#### [Exercise description]
Answer these from the Catch That Cow problem page below:
1. How many accepted submissions does it list?
2. What path does the hint give for the sample?
3. What value is maxn defined as in the code?

-- Document text follows --

HDU2717 Catch That Cow 【广搜】

Catch That Cow

Time Limit: 5000/2000 MS (Java/Others)    Memory Limit: 32768/32768 K (Java/Others)

Total Submission(s): 7147    Accepted Submission(s): 2254

Problem Description

Farmer John has been informed of the location of a fugitive cow and wants to catch her immediately. He starts at a point N (0 ≤ N ≤ 100,000) on a number line and the cow is at a point K (0 ≤ K ≤ 100,000) on the same number line. Farmer
John has two modes of transportation: walking and teleporting.



* Walking: FJ can move from any point X to the points X - 1 or X + 1 in a single minute

* Teleporting: FJ can move from any point X to the point 2 × X in a single minute.



If the cow, unaware of its pursuit, does not move at all, how long does it take for Farmer John to retrieve it?

 

Input

Line 1: Two space-separated integers: N and K

 

Output

Line 1: The least amount of time, in minutes, it takes for Farmer John to catch the fugitive cow.

 

Sample Input

5 17

 

Sample Output

4

Hint

The fastest way for Farmer John to reach the fugitive cow is to move along the following path: 5-10-9-18-17, which takes 4 minutes.

 

#include <stdio.h>
#include <queue>
#include <string.h>
#define maxn 100002
using std::queue;

struct Node{
	int pos, step;
};
bool vis[maxn];

void move(Node& tmp, int i)
{
	if(i == 0) --tmp.pos;
	else if(i == 1) ++tmp.pos;
	else tmp.pos <<= 1;
}

bool check(int pos)
{
	return pos >= 0 && pos < maxn && !vis[pos];
}

int BFS(int n, int m)
{
	if(n == m) return 0;
	memset(vis, 0, sizeof(vis));
	queue<Node> Q;
	Node now, tmp;
	now.pos = n; now.step = 0;
	Q.push(now);
	vis[n] = 1;
	while(!Q.empty()){
		now = Q.front(); Q.pop();
		for(int i = 0; i < 3; ++i){
			tmp = now;
			move(tmp, i);
			if(check(tmp.pos)){
				++tmp.step;
				if(tmp.pos == m) return tmp.step;
				vis[tmp.pos] = 1;
				Q.push(tmp);
			}
		}
	}
}

int main()
{
	int n, m;
	while(scanf("%d%d", &n, &m) == 2){
		printf("%d\n", BFS(n, m));
	}
	return 0;
}

-- Document text concluded --
-- Given entries follows --

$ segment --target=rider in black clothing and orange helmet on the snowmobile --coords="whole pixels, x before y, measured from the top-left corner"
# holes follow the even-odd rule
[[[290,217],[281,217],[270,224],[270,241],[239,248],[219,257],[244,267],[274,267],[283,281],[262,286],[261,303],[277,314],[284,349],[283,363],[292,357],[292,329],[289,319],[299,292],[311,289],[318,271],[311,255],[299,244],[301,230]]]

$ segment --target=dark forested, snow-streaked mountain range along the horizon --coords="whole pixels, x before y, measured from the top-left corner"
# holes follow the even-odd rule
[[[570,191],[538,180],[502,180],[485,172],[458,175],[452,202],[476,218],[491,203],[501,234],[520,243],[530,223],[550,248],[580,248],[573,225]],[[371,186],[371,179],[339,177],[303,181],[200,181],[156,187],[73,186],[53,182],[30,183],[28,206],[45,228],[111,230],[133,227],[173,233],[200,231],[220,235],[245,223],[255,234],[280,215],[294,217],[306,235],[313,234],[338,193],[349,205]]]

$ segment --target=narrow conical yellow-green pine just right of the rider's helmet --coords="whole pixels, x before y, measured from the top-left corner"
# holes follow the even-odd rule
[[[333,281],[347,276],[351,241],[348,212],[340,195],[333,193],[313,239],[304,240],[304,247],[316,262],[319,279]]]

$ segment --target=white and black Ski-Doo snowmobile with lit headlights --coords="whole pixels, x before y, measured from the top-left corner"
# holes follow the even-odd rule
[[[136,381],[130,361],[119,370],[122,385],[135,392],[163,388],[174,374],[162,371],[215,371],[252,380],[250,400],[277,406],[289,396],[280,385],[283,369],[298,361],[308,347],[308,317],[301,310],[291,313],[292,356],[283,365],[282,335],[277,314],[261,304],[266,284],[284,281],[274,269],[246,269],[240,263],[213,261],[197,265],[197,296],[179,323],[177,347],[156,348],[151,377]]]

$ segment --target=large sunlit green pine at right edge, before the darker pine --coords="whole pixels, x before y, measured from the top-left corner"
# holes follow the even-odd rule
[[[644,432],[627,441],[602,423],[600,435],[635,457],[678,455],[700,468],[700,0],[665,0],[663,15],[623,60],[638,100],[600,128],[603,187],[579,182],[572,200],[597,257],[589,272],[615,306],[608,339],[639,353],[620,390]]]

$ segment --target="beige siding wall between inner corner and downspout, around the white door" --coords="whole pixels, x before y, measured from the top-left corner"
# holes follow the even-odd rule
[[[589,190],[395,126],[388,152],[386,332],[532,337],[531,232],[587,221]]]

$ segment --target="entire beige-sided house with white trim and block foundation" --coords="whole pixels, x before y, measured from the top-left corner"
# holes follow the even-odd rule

-- Given entries concluded --

#### [Your solution]
1. 2254
2. 5-10-9-18-17
3. 100002